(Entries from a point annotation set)
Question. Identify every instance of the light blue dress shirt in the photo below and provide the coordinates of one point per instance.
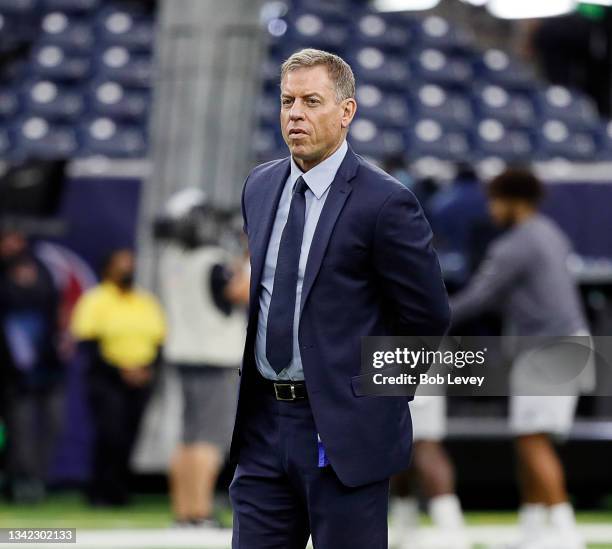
(318, 180)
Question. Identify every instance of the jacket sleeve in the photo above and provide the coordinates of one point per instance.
(245, 226)
(408, 269)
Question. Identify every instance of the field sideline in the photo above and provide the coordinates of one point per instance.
(145, 525)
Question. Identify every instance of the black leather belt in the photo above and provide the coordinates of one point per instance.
(286, 390)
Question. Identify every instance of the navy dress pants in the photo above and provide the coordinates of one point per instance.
(280, 495)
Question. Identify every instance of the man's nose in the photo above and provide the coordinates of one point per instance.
(296, 112)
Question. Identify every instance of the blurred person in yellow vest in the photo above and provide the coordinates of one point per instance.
(120, 330)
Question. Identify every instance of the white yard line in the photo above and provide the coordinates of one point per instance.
(201, 538)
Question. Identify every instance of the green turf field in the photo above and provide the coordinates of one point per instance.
(69, 511)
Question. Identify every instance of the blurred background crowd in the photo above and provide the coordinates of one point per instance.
(126, 130)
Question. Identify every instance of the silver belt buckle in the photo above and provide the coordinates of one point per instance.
(292, 388)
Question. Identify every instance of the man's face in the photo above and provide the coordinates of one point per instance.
(501, 211)
(312, 121)
(121, 269)
(12, 244)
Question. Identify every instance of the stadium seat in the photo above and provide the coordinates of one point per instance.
(374, 31)
(307, 29)
(68, 31)
(573, 108)
(125, 67)
(373, 66)
(373, 141)
(5, 143)
(9, 103)
(427, 137)
(493, 139)
(123, 28)
(451, 109)
(497, 67)
(18, 7)
(436, 66)
(49, 100)
(328, 9)
(512, 109)
(57, 63)
(111, 99)
(70, 5)
(437, 33)
(36, 137)
(556, 139)
(386, 109)
(605, 140)
(103, 136)
(15, 30)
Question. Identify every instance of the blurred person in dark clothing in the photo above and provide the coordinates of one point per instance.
(121, 330)
(30, 368)
(205, 290)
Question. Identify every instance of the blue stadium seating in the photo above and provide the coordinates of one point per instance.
(427, 137)
(370, 140)
(451, 109)
(423, 87)
(104, 136)
(51, 101)
(493, 138)
(9, 103)
(439, 67)
(18, 7)
(59, 64)
(124, 66)
(437, 33)
(498, 67)
(372, 30)
(117, 27)
(373, 66)
(556, 139)
(36, 137)
(573, 108)
(511, 108)
(75, 6)
(386, 109)
(67, 30)
(110, 99)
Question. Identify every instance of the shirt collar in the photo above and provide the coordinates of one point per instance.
(321, 176)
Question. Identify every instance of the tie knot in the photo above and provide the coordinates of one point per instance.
(300, 186)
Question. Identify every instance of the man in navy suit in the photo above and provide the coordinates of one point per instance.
(339, 250)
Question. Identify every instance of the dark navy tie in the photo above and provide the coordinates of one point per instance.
(279, 331)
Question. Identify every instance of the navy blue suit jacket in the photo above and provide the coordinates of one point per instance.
(371, 270)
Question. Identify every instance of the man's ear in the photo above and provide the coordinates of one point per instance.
(349, 107)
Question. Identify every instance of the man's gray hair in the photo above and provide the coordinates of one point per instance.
(338, 69)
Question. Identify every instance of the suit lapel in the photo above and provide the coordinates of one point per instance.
(339, 191)
(266, 208)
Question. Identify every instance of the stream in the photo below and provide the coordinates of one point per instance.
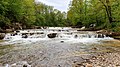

# WHAT THE TASK ASKS
Could you give every line of the items above as a JSON list of strings, one string per line, skipping blank lines and leaving the pictures out?

# RESULT FOR THIS EXERCISE
[
  "Question. Identify every instance of the light blue dress shirt in the photo below and provide the coordinates of one point per instance.",
  "(318, 180)",
  "Question. Identify every instance of the jacket sleeve in the photo above and provide the coordinates of one point per instance.",
  "(245, 226)",
  "(408, 269)",
  "Question. Identify every instance of the field sideline in the photo above and provide the coordinates of one point per instance.",
  "(145, 525)",
  "Question. Identify every instance of the black leather belt in the photo above and provide the coordinates of one point per instance.",
  "(286, 390)",
  "Question. Identify every instance of the navy dress pants in the photo above and provide the coordinates of one point per instance.",
  "(280, 495)",
  "Question. Identify every instance of the man's nose in the photo above and provide the coordinates of one point per instance.",
  "(296, 112)",
  "Question. Identify every instance of the blurred person in yellow vest in the photo above and provide the coordinates of one point per instance.",
  "(120, 330)",
  "Question. Identify every instance of the white yard line in the photo above and provide the coordinates of one point per instance.",
  "(201, 538)",
  "Question. Identify every instance of the green turf field in the photo above and provide the coordinates of one point per instance.",
  "(69, 511)",
  "Question. Identify every instance of the blurred background crowd in the photo above and provide the coordinates of one point per instance.",
  "(126, 130)",
  "Question. Identify every instance of the silver belt buckle in the photo above and provide the coordinates of one point per instance.",
  "(292, 388)",
  "Question. Identify every instance of the man's face in the photo above and provide the coordinates of one point per instance.",
  "(501, 211)",
  "(312, 121)",
  "(121, 269)",
  "(12, 244)",
  "Question. Identify every instance of the stadium seat in the photo above and provide the coordinates of one point per instance.",
  "(374, 31)",
  "(307, 29)",
  "(68, 31)",
  "(573, 108)",
  "(125, 67)",
  "(373, 66)",
  "(373, 141)",
  "(5, 143)",
  "(9, 103)",
  "(427, 137)",
  "(493, 139)",
  "(123, 28)",
  "(451, 109)",
  "(497, 67)",
  "(18, 7)",
  "(436, 66)",
  "(49, 100)",
  "(328, 9)",
  "(512, 109)",
  "(57, 63)",
  "(111, 99)",
  "(70, 5)",
  "(437, 33)",
  "(36, 137)",
  "(556, 139)",
  "(386, 109)",
  "(605, 140)",
  "(103, 136)",
  "(15, 30)",
  "Question. Identify every instance of the blurred person in dark clothing in the photo above and provide the coordinates of one point per instance.",
  "(121, 330)",
  "(30, 368)",
  "(205, 290)",
  "Question. Identify every instance of the blue stadium seating in the photo above and provide the coordinates of one point per instance.",
  "(427, 137)",
  "(370, 140)",
  "(451, 109)",
  "(423, 87)",
  "(104, 136)",
  "(51, 101)",
  "(493, 138)",
  "(9, 103)",
  "(439, 67)",
  "(18, 7)",
  "(59, 64)",
  "(124, 66)",
  "(437, 33)",
  "(498, 67)",
  "(372, 30)",
  "(117, 27)",
  "(373, 66)",
  "(556, 139)",
  "(36, 137)",
  "(573, 108)",
  "(511, 108)",
  "(75, 6)",
  "(386, 109)",
  "(67, 30)",
  "(110, 99)",
  "Question. Identify every instance of the shirt collar in the photo above and provide the coordinates of one point per instance.",
  "(321, 176)",
  "Question. Identify every instance of the tie knot in the photo above and provide the coordinates of one point per instance.",
  "(300, 186)",
  "Question. Identify every instance of the man in navy suit in the photo above and provide the coordinates of one point per instance.",
  "(339, 250)",
  "Question. Identify every instance of the dark navy tie in the photo above and provide the coordinates of one point per instance.",
  "(279, 331)",
  "Question. Identify every instance of the navy blue suit jacket in the photo above and provide the coordinates of one point per instance.",
  "(371, 270)",
  "Question. Identify every instance of the man's ear in the photo above and provide the coordinates of one point per instance.",
  "(349, 107)",
  "Question. Identify every instance of the man's gray hair in the photo above and provide the coordinates of one point per instance.",
  "(338, 69)",
  "Question. Identify every instance of the suit lapel in the photo above and provide the coordinates of one point per instance.",
  "(339, 191)",
  "(266, 208)",
  "Question. Identify every instance of the stream in the photo below and provide the coordinates of one point per instance."
]